• Description of the task
Convert every line of the records below into a JSON list of strings, one string per line, and omit any blank lines.

• Items
%%

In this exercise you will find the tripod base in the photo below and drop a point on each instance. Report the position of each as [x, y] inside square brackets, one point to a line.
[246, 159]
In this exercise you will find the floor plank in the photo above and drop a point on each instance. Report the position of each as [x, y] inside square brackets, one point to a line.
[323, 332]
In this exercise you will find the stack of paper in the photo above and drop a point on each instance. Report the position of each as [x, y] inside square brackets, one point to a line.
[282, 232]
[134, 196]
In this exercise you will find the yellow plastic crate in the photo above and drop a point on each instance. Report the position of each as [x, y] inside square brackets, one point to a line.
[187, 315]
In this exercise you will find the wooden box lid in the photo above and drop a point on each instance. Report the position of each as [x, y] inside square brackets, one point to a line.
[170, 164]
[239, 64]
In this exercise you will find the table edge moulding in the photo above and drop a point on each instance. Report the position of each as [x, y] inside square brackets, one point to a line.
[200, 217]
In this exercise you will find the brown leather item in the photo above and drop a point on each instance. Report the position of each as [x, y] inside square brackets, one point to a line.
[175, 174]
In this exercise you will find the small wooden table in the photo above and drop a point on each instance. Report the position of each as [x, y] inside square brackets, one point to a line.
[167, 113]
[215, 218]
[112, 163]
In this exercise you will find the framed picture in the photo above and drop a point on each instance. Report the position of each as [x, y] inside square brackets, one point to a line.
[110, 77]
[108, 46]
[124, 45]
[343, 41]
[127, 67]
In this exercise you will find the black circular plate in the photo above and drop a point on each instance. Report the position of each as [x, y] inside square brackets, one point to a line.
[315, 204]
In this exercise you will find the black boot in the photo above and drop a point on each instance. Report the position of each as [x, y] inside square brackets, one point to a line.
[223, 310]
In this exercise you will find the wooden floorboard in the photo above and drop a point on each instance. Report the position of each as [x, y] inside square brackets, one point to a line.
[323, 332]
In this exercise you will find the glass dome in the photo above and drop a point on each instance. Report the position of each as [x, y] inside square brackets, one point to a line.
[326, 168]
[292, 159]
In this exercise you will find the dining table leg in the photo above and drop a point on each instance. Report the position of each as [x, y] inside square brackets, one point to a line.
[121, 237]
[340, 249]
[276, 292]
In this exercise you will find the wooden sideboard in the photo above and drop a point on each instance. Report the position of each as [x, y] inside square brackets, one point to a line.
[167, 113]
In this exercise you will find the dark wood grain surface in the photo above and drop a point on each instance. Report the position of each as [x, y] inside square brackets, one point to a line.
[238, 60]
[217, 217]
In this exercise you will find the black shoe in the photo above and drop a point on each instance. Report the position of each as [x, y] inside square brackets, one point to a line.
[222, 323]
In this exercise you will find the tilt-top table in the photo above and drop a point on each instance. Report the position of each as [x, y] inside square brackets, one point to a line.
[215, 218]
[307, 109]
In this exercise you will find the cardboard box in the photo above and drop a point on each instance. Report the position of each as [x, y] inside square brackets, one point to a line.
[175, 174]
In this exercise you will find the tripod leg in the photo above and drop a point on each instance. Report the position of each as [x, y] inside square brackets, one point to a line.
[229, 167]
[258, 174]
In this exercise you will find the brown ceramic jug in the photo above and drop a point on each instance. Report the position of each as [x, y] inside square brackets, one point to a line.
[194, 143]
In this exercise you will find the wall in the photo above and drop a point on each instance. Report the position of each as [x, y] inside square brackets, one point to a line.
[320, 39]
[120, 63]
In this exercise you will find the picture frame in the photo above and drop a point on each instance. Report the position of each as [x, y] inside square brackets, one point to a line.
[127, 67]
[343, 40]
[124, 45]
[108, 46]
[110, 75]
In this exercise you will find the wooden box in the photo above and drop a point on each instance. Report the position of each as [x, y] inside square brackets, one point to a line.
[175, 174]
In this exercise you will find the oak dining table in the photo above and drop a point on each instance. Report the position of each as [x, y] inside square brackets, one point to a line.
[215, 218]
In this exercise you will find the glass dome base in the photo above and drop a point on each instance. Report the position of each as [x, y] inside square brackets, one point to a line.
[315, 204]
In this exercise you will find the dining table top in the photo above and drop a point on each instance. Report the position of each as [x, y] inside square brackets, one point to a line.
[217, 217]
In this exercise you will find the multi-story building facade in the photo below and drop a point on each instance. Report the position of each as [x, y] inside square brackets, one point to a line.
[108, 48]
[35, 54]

%%

• Answer for this exercise
[
  "In this exercise you will find the tripod base in the photo below and drop a point on each instance. Report the position of each as [x, y] inside square brackets, one point to a line.",
  "[246, 159]",
  "In this exercise you will find the floor plank in the photo above and drop a point on each instance. Report the position of each as [x, y] inside square brackets, one point to a line.",
  "[323, 332]",
  "In this exercise you will find the stack of paper in the photo above and drop a point on each instance. Report the position of each as [x, y] inside square brackets, one point to a line.",
  "[282, 232]",
  "[134, 196]",
  "In this exercise you will find the yellow plastic crate in the photo above and drop a point on each instance. Report the position of each as [x, y] inside square brackets, one point to a line.",
  "[187, 315]",
  "In this exercise you will find the wooden box lid in the photo above and drop a point on each instance. Report the position of each as [x, y] inside square brackets, one point to a line.",
  "[170, 164]",
  "[239, 64]",
  "In this exercise you will find the table edge moulding in the photo above and drop a point on each instance. Report the position of each as [x, y] inside square brackets, one point to a line.",
  "[200, 217]",
  "In this exercise you will find the brown leather item in the photo above and drop a point on each instance. Report the position of each as [x, y] inside square brackets, one point to a line.",
  "[175, 174]",
  "In this exercise you will find the small wooden table in the photo above and drop a point on each instance. Report the position of each as [x, y] inside square brackets, one point to a line.",
  "[167, 113]",
  "[215, 218]",
  "[112, 163]",
  "In this exercise you will find the framed picture in the photo above and drop a point on each instance. Report the position of each as [x, y] inside square brackets, one point to a line.",
  "[110, 77]",
  "[108, 46]",
  "[124, 45]",
  "[343, 41]",
  "[127, 67]",
  "In this exercise you will find the black circular plate in the photo above and drop a point on each instance. Report the position of each as [x, y] inside square brackets, one point to a line.",
  "[315, 204]",
  "In this exercise you will find the black boot in the photo above and drop a point on each instance. Report the position of each as [x, y] inside square brackets, one point to a line.",
  "[223, 310]",
  "In this exercise you will find the wooden floorboard in the photo above and drop a point on each instance. Report the position of each as [x, y] inside square brackets, one point to a line.",
  "[323, 332]",
  "In this exercise you will find the glass dome in the photo above and drop a point on each instance. Report the position of each as [x, y] inside square brackets, one point to a line.",
  "[326, 168]",
  "[292, 159]",
  "In this exercise you will find the dining table leg in the photo above and drop a point on each instance. Report the position of each as [x, y] inside square brackets, one point to a line.",
  "[121, 237]",
  "[340, 249]",
  "[276, 292]",
  "In this exercise you will find the wooden sideboard in the photo above and drop a point on each instance. Report the position of each as [x, y] inside square brackets, one point to a line.",
  "[167, 113]",
  "In this exercise you will find the dark wood grain surface in the photo above and drop a point on each instance. Report the position of each as [x, y] inside square brackets, one point to a line.",
  "[238, 60]",
  "[217, 217]",
  "In this exercise you will find the black shoe in the photo above and drop a point on each instance. Report the position of each as [x, y] inside square brackets, one point to a line.",
  "[222, 323]",
  "In this exercise you will find the tilt-top table in the photo above and drop a point on each instance. Report the position of each as [x, y] inside square brackets, one point to a line.",
  "[215, 218]",
  "[307, 109]",
  "In this exercise you will find the cardboard box in the photo above and drop a point on each instance. Report the position of each as [x, y] inside square brackets, one point to a line.",
  "[175, 174]",
  "In this exercise you will find the tripod leg in the photo above and drop a point on each instance. Report the position of each as [x, y] inside square brackets, one point to a line.",
  "[229, 167]",
  "[258, 174]",
  "In this exercise you will find the brown ceramic jug in the photo above and drop a point on each instance. Report the position of each as [x, y] inside square brackets, one point to a line.",
  "[194, 143]",
  "In this exercise you will find the wall in the photo above and drop a point on each instance. Report the position of each as [x, y] inside square brackets, one point to a line.",
  "[320, 39]",
  "[120, 63]",
  "In this exercise you will find the picture frame in the photo above and drop a point on each instance. Report the position of each as [x, y] inside square brackets, one point to a line.",
  "[127, 67]",
  "[343, 40]",
  "[124, 45]",
  "[108, 46]",
  "[110, 75]",
  "In this exercise you will find the wooden box in the photo above and drop a point on each instance. Report the position of each as [x, y] inside square brackets, one point to a line.",
  "[175, 174]",
  "In this exercise you will find the oak dining table in the photo above and drop a point on each instance. Report the position of each as [x, y] inside square brackets, one point to a line.",
  "[215, 218]",
  "In this exercise you will find the glass dome base in the photo above and drop a point on each instance. Report the position of each as [x, y] inside square brackets, one point to a line.",
  "[315, 204]",
  "In this exercise you will find the dining table top in the photo above and drop a point on each instance. Report the position of each as [x, y] inside square brackets, one point to a line.",
  "[217, 217]",
  "In this exercise you will find the multi-story building facade in the photo below and drop a point on each instance. Report the position of each as [x, y] inside square brackets, one point to a line.",
  "[108, 48]",
  "[35, 54]"
]